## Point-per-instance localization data
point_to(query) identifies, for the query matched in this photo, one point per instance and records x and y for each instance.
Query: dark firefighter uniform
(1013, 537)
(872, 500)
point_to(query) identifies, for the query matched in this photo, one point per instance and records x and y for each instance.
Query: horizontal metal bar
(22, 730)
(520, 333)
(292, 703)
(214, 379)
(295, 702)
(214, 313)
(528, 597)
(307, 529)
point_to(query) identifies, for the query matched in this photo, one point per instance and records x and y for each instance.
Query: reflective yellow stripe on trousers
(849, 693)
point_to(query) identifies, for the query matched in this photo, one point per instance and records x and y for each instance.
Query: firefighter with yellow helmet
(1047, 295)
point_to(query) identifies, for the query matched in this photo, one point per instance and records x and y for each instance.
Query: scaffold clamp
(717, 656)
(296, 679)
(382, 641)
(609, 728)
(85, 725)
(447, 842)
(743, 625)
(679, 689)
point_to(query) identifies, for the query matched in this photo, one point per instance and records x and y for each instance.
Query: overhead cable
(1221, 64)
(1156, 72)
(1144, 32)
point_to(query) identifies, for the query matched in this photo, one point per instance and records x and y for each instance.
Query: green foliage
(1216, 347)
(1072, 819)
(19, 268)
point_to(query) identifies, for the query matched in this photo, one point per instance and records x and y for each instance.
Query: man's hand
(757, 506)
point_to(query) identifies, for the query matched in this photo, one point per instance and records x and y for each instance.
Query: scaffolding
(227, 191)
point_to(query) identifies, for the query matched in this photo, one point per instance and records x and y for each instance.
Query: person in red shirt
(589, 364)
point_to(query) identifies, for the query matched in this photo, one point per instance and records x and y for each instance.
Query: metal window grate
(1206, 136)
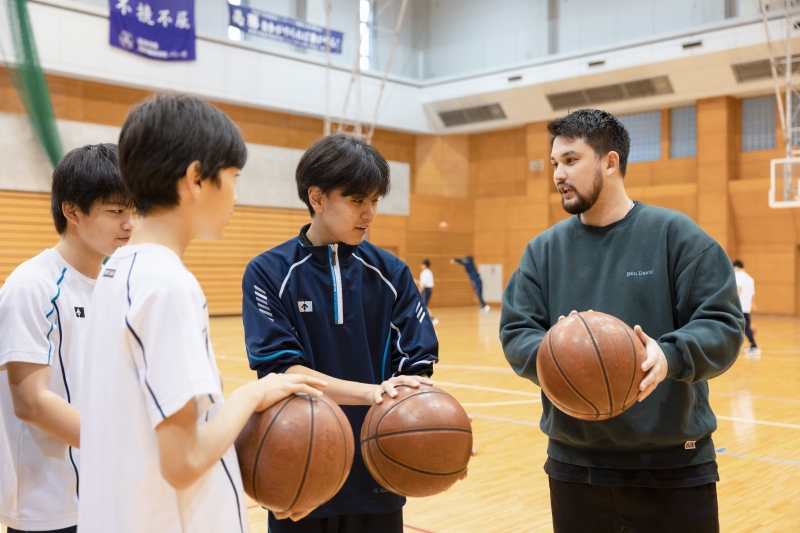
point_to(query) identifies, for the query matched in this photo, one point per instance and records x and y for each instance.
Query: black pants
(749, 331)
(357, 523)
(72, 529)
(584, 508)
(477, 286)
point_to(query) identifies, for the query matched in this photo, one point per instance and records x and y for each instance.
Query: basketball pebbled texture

## Problem description
Nothing may be altered when you restate the records, but every picture must be dropped.

## Completed task
point_to(query) identifies, for the query matched in this photo, one point per instance and records x and y for each instance.
Query: dark firefighter uniform
(1013, 537)
(872, 500)
point_to(query) identifies, for the query matched in this photo, one point per instance and records x and y for each instance.
Query: horizontal metal bar
(22, 730)
(520, 333)
(292, 703)
(214, 379)
(295, 702)
(214, 313)
(528, 597)
(307, 529)
point_to(query) identifies, for the query matched in this photo, one point per instance and records x and y for each instance.
Query: reflective yellow stripe on trousers
(849, 693)
point_to(query) identifies, for the query matched in this photo, one point per instance and records x and y for each instance.
Query: firefighter with yellow helmet
(1047, 295)
point_to(query) identifies, for the query matched in this photo, one point per instance and records x and y for each instance.
Query: scaffold clamp
(717, 656)
(296, 679)
(382, 641)
(609, 728)
(85, 725)
(447, 842)
(743, 625)
(679, 689)
point_to(query) identifies, for the query matched in this photo, one point per instance and records x and y for each instance.
Query: overhead cable
(1221, 64)
(1156, 72)
(1144, 32)
point_to(query) identifies, for the query matched in this photo, one point per instance and records x and y for each instance.
Query: green foliage
(1216, 347)
(1072, 819)
(19, 268)
point_to(query) identifies, for the query matched in this photo, one point per instance and records x and y for each instance.
Query: man's hand
(757, 506)
point_to(query) identifies, for the query matched in this photo, one point per instance and records x and y for each instance.
Query: scaffolding
(227, 191)
point_to(query) identifies, for the query matched in this photo, one point per instance and records x and y for each instance.
Query: person in red shirt
(589, 364)
point_to(query) identifies, for the query matched in this photo, one point per instance and records x and y for each instance.
Query: metal window grate
(1206, 136)
point_to(query) identifies, for the query matched in this photo, one point per instance and records x and y for each instance.
Query: black pants
(749, 331)
(357, 523)
(72, 529)
(584, 508)
(477, 286)
point_to(query) identifies, for the query matched in this photo, one point per instance and records x and y for each instance.
Query: basketball pebbled texture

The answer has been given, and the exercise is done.